[GIVEN INSTRUCTION A]: Rewrite the entries from the line with "Verification task — confirm whether the side" up to and including the line with "[158, 188, 572, 456]", swapping "bare branch" for "leafless branch" and keeping everything else the same. Leave the pictures out of your answer.

Let's talk about functions that aren't math.
How would you write a function that counts digits in an arbitrary input string, in 1998?
std::size_t count_digits(std::string const & input);Valid approach maybe. Expensive to instantiate a std::string if all you already have a char array, but it could be done.
std::size_t count_digits( char const * chars, std::size_t count);Maybe better. If you already have a std::string you can get a char const * from it cheaply, and a size as well. But now you have to check if chars points to null, and what's your return if it does? A signalling value like-1 maybe? Or do you throw?
Or, if you have future vision, you look into 2017 and you invent string_view.
std::size_t count_digits( std::string_view sv );You can just use a string view! Your function becomes so easy to write, it's almost embarrassing
std::size_t count_digits( std::string_view sv )
{
std::size_t count = 0;
for(char c : sv)
{
if('0' <= c && c <= '9') count += 1;
}
return count;
}Go watch Ben Deane's talk (link in the introduction) for more on this.
Putting your constraints into code instead of comments nets you some benefits.
Let's start with an under-appreciated one: Errors are easier to debug.
If a function throws an exception, it can sometimes be hard to find out what went wrong - to start with, did this function throw, or did it call another function that threw?
Throws from constraints do not originate inside your function - they happen right there in the calling code, as the user is trying to construct the parameters they will pass into your function.
This is extra true for changes to code - if you add an additional requirement to a function and put that in the header comment, how long will it take, once they log that new exception::what message, before they find out that you threw, then find the new place in your function that threw? And then realize they they haven't coded wrong in the past, in fact there's been a change, they should go check the docs/comments?
But if you just add a new constraint, even if they don't find it before it throws, once again I say: The throw itself will happen exactly right there when they construct the argument they want to pass in.
The compiler doesn't read comments, and neither do I
- Bjarne Stroustrup, apochryphal
Unit tests don't read comments. They'll compile your constrained params though.
Users don't read comments or unit tests. They'll read your input param type though.
An old version of the docs might be the first result on google. The current version of your constraint is right there in the code though.
On othe one hand, standard C++ has exceptions.
On the other hand, let's be real here. Some code bases use no exceptions at all. Others have parts, perhaps originally written as C, that will leak like a sieve if an exception is suddenly thrown from a refactored function. Sometimes, even if the C++ standard has exceptions, you don't.

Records
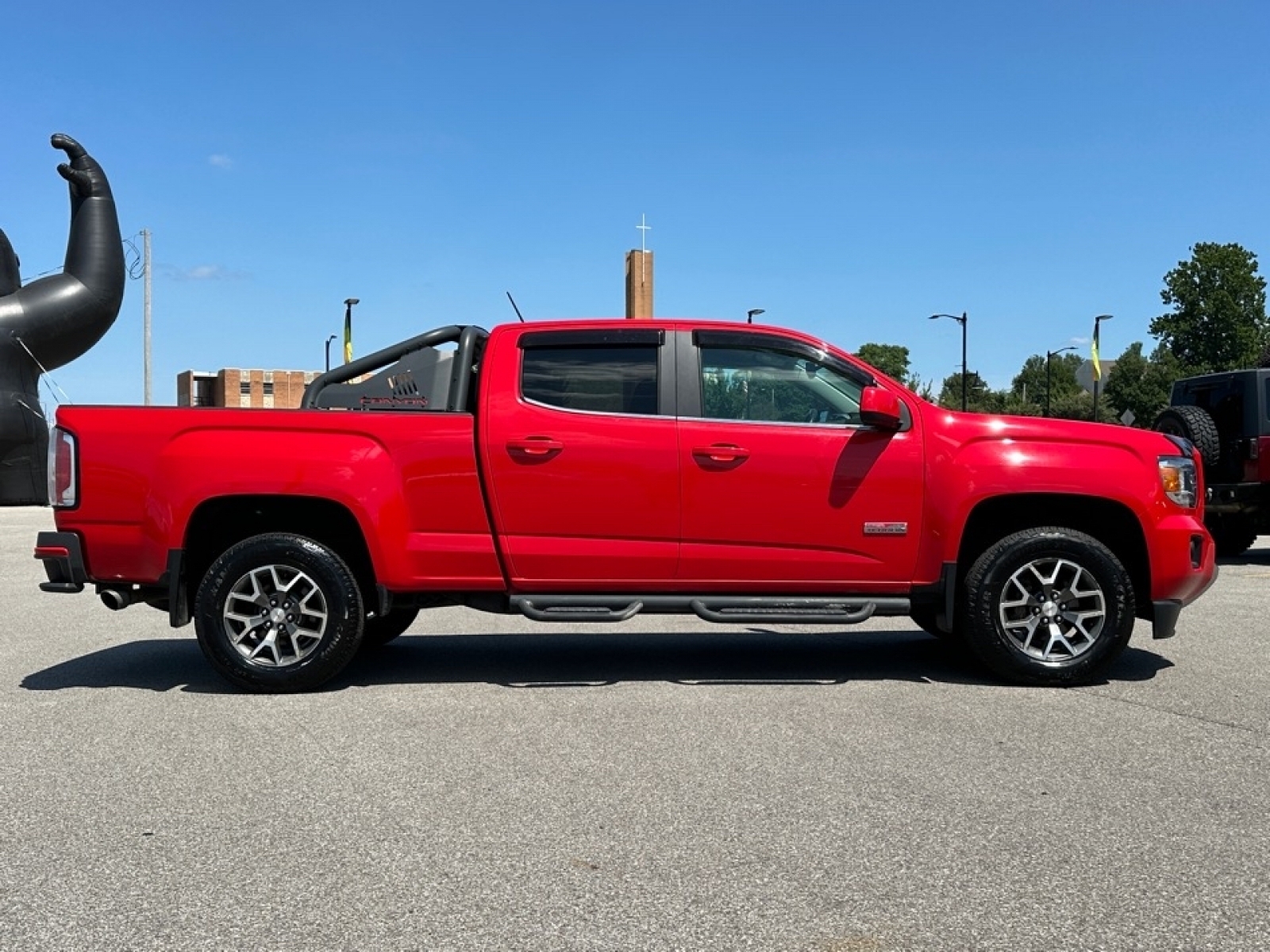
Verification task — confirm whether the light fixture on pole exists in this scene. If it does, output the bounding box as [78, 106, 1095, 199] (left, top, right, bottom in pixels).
[1090, 313, 1111, 423]
[931, 311, 970, 413]
[344, 297, 362, 363]
[1045, 345, 1076, 416]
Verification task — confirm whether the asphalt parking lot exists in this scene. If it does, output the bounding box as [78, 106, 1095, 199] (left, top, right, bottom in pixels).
[0, 508, 1270, 952]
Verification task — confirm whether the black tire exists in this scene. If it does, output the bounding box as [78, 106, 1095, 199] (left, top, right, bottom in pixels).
[1152, 406, 1222, 466]
[965, 525, 1135, 687]
[362, 605, 419, 650]
[194, 533, 364, 693]
[1208, 512, 1257, 559]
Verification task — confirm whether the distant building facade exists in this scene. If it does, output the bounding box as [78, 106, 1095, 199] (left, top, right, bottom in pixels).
[176, 370, 319, 410]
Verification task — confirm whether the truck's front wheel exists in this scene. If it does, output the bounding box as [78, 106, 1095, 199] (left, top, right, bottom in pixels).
[965, 527, 1134, 685]
[194, 533, 364, 692]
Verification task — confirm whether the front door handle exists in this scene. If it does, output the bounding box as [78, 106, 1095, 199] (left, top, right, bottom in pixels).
[506, 436, 564, 455]
[692, 443, 749, 463]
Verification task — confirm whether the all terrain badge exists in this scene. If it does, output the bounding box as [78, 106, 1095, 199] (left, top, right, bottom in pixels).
[865, 522, 908, 536]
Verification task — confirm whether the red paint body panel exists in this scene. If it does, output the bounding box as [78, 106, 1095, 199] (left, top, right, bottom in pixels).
[57, 406, 504, 590]
[56, 320, 1214, 622]
[679, 420, 925, 592]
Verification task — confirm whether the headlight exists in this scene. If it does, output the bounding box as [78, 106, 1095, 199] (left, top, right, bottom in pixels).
[1160, 455, 1199, 509]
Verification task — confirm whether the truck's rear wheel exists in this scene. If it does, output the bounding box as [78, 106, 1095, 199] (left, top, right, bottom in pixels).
[965, 527, 1134, 685]
[194, 533, 362, 692]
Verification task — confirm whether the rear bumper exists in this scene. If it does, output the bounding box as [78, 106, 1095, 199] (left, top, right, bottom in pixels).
[36, 532, 87, 593]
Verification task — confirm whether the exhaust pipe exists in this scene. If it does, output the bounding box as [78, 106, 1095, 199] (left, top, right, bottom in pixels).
[97, 589, 137, 612]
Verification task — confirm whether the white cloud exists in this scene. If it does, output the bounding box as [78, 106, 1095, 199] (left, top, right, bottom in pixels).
[159, 264, 248, 281]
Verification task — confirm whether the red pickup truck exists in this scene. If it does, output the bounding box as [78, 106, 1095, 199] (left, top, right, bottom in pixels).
[36, 320, 1217, 690]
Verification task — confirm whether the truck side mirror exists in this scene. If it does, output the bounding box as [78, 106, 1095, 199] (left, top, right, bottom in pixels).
[860, 387, 900, 433]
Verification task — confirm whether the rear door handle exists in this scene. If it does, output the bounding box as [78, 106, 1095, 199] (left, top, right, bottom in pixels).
[506, 436, 564, 455]
[692, 443, 749, 463]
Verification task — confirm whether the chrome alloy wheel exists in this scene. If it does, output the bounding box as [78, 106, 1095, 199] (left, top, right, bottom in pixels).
[224, 565, 328, 668]
[999, 557, 1107, 662]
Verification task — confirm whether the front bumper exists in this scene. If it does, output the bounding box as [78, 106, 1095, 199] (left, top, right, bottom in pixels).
[36, 532, 87, 593]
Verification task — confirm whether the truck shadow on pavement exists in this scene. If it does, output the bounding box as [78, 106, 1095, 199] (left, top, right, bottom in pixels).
[21, 628, 1172, 694]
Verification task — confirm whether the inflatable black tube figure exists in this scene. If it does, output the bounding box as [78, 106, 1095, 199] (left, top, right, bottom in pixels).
[0, 133, 127, 505]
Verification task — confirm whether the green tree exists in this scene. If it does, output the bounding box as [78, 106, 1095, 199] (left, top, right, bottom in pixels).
[1010, 351, 1081, 416]
[935, 370, 1002, 413]
[1099, 340, 1183, 427]
[856, 344, 910, 383]
[1151, 243, 1270, 376]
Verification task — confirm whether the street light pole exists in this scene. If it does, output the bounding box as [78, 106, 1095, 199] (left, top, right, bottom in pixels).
[344, 297, 362, 363]
[931, 311, 969, 413]
[1091, 313, 1113, 423]
[1045, 347, 1076, 416]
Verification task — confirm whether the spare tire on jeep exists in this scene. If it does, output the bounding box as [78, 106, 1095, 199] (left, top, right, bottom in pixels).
[1151, 406, 1222, 466]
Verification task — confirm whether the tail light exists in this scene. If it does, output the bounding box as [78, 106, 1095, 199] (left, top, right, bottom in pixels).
[48, 427, 79, 509]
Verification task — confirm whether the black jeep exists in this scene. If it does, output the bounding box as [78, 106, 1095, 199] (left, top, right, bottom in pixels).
[1154, 367, 1270, 556]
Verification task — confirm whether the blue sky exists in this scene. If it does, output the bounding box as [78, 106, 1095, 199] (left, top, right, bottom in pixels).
[7, 0, 1270, 404]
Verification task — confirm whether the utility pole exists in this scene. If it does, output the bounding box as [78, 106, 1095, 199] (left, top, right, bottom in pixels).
[141, 228, 154, 406]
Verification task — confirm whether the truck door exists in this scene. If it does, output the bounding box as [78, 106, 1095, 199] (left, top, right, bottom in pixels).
[679, 330, 923, 592]
[480, 326, 679, 592]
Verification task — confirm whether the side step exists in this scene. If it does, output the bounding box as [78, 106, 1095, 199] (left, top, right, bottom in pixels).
[510, 594, 910, 624]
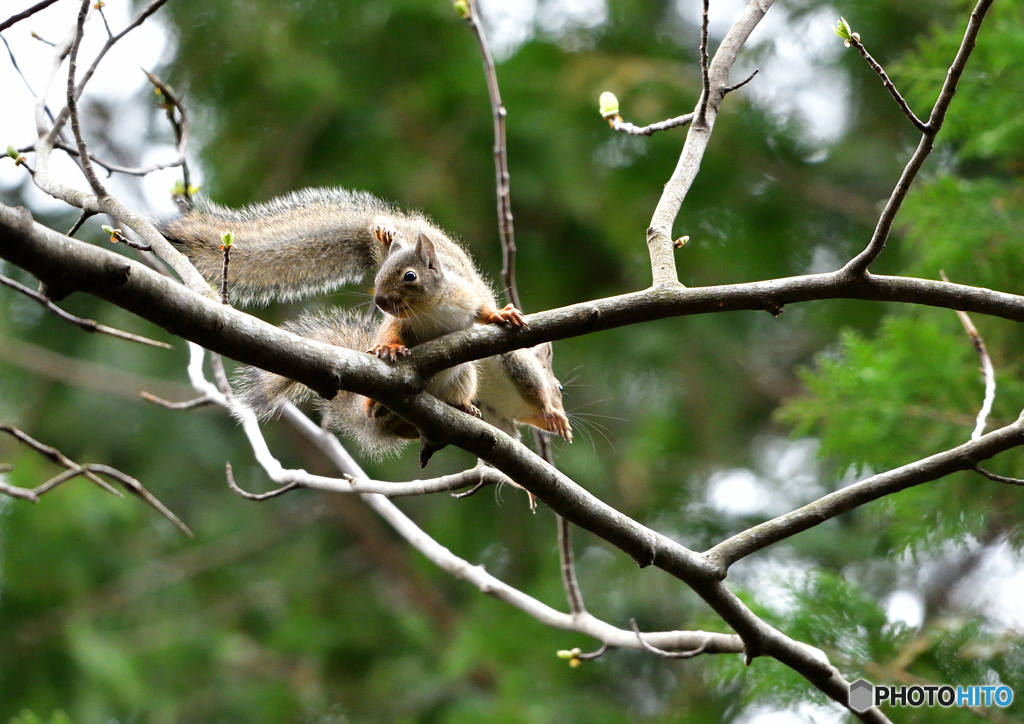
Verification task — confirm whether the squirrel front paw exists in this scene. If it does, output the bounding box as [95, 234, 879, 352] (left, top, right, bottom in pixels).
[452, 402, 483, 418]
[544, 410, 572, 442]
[367, 342, 410, 363]
[374, 216, 397, 247]
[484, 304, 526, 329]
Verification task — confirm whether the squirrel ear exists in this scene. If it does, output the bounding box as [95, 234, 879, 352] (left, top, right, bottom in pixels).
[416, 231, 437, 269]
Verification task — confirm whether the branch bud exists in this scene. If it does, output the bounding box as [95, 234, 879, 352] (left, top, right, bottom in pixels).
[597, 91, 618, 120]
[833, 17, 860, 42]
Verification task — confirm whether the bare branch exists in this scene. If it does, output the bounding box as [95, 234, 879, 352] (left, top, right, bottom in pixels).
[630, 618, 707, 658]
[836, 23, 928, 133]
[722, 69, 761, 95]
[706, 420, 1024, 569]
[0, 274, 173, 349]
[608, 113, 693, 136]
[66, 0, 106, 198]
[139, 391, 213, 410]
[647, 0, 774, 287]
[843, 0, 992, 276]
[224, 463, 299, 501]
[971, 465, 1024, 485]
[0, 425, 195, 538]
[696, 0, 711, 126]
[68, 211, 96, 237]
[0, 0, 57, 32]
[557, 516, 600, 618]
[466, 0, 522, 309]
[283, 404, 743, 653]
[939, 271, 995, 440]
[0, 425, 124, 498]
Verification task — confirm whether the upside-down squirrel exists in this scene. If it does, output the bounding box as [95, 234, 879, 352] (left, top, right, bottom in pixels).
[158, 188, 572, 456]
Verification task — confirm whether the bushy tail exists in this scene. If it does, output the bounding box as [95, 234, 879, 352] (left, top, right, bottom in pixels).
[236, 307, 415, 459]
[156, 188, 393, 305]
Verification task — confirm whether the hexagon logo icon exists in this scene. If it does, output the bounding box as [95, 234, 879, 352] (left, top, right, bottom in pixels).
[850, 679, 874, 714]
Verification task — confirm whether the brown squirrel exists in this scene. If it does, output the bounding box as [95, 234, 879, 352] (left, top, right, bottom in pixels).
[158, 188, 571, 454]
[239, 307, 572, 459]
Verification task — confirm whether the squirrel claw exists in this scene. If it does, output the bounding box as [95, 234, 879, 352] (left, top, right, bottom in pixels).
[374, 217, 396, 247]
[486, 304, 527, 329]
[367, 343, 410, 363]
[452, 402, 483, 418]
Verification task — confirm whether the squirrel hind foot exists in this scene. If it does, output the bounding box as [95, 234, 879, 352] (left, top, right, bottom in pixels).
[374, 216, 397, 247]
[484, 304, 528, 329]
[367, 343, 410, 363]
[451, 402, 483, 418]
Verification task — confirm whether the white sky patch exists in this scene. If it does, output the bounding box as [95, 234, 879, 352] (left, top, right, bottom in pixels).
[736, 702, 847, 724]
[953, 542, 1024, 631]
[0, 0, 188, 213]
[676, 0, 850, 145]
[707, 437, 822, 516]
[885, 590, 925, 629]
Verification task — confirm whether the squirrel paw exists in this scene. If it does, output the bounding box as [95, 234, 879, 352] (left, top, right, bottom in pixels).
[452, 402, 483, 418]
[544, 410, 572, 442]
[374, 216, 397, 247]
[367, 343, 410, 363]
[485, 304, 526, 329]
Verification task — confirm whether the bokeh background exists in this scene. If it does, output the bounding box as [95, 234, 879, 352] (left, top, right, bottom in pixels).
[0, 0, 1024, 724]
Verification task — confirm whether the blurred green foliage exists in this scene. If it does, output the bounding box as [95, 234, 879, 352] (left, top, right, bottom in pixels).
[6, 0, 1024, 724]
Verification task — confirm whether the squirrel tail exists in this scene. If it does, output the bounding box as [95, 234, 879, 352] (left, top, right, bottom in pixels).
[236, 307, 410, 460]
[156, 188, 393, 304]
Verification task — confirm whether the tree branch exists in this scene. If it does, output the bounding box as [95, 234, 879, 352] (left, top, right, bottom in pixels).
[0, 0, 57, 33]
[706, 420, 1024, 571]
[0, 274, 173, 349]
[647, 0, 774, 287]
[843, 0, 992, 276]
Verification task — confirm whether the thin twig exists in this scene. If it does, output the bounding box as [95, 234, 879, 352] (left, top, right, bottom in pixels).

[GIVEN INSTRUCTION B]: Extend the piece on putting constraints into C++ function parameters, picking up right after its last sentence.

[TASK OUTPUT A]:
Verification task — confirm whether the side step exists in this scene. If it does, output the bounding box as [78, 106, 1095, 199] (left, top, right, bottom in pixels).
[510, 594, 910, 624]
Verification task — confirm whether the squirrel front paw exists in this scene. If it does, output the bounding box as [95, 234, 879, 352] (left, top, right, bottom in pixels).
[452, 402, 483, 418]
[544, 410, 572, 442]
[367, 342, 410, 363]
[374, 216, 397, 247]
[484, 304, 526, 329]
Verification task — confirm whether the squirrel ear exists in this scene. If it does, output the bounding box as [95, 234, 879, 352] (left, top, right, bottom in pixels).
[416, 231, 437, 269]
Verification task — confirm whether the branch bud exists in this scene. If it does, output the bounding box as [95, 234, 879, 352] (left, top, right, bottom in pixels).
[597, 91, 618, 120]
[833, 17, 860, 42]
Verification task — confirm whether the leafless branch exists in this scene. If it does, output the bounding box as [95, 234, 879, 352] (left, top, right, bottom in pixels).
[630, 618, 707, 658]
[836, 23, 928, 133]
[722, 69, 761, 95]
[706, 420, 1024, 569]
[0, 274, 173, 349]
[608, 113, 693, 136]
[66, 0, 106, 198]
[139, 391, 213, 410]
[647, 0, 774, 287]
[843, 0, 992, 276]
[224, 463, 299, 501]
[971, 465, 1024, 485]
[0, 425, 195, 538]
[696, 0, 711, 126]
[68, 211, 96, 237]
[0, 0, 57, 32]
[557, 516, 600, 618]
[466, 0, 522, 309]
[283, 404, 743, 653]
[939, 271, 995, 440]
[0, 425, 124, 498]
Verification task — confirm whether the upside-down squirrel exists in this scene. If it does, output the bounding box as [95, 234, 879, 352] (left, top, right, bottom in pixels).
[158, 188, 572, 456]

[TASK OUTPUT B]:
But sometimes you do. Sometimes exceptions are exactly the right answer.
Are you writing two functions now? Or are you going to constrain your inputs and offer both possibilities?
using Divisor = Constrained<double, Not<0.0>, Finite>
constexpr double inverse(Divisor d) { return 1.0/d;}You can call that function whether your code base can handle exceptions or not:
double double_inversion()
{
double const input1 = get_from_config(); // Could be zero
double const input2 = get_from_config(); // or NaN or inf
double my_inverse_1;
double my_inverse_2;
// getting an inverse with no possibility of throws:
auto opt_divisor = Divisor::factory(input1);
if(!opt_divisor)
std::exit(1);
my_inverse_1 = inverse(*opt_divisor);
// getting an inverse without having to handle nullopts:
try {
auto my_inverse_2 = inverse(input2);
return my_inverse_1 + my_inverse_2;
}
catch(snct::Constrained_Exception const &) {
std::exit(1);
}
}Sort of two sides of the same coin:
Creating a constrained value is not free. The more constraints, the more tests in the constructor - and the more conditionals that might go one way or the other.
Uncontrained values aren't free either - the fewer known constraints, the more tests in the function - and the more conditionals that might go one way or the other.
SO IF You don't have an error handling strategy - if all your functions are written in the naive style that assumes no bad inputs - double inverse(double d) {return 1.0/d;} - you will see a performance loss.
If you currently have checks inside your functions, that either throw or return error codes, and you have to operate on a lot of different values, you should see neither performance gains, nor performance losses.
But. If you have to operate a lot on the same value - sometimes you can constrain it once, adding a few checks, and then remove checks from several separate functions. In that case, your code will now have fewer branches than it did before.
About the same as with the branching conditionals.
You remove jmp and cmp instructions from functions, and move them into constructors, win some lose some.
If you're using the factory functions rather than the public constructors, that gets you an extra conditional outside your function when you check whether the optional is good or null_opt.
But again, as with the performance impact, that might still see you ahead on binary size if you can remove a lot of conditionals from functions, but keep operating on the same values so you don't have to check over and over - once constructed, they're good.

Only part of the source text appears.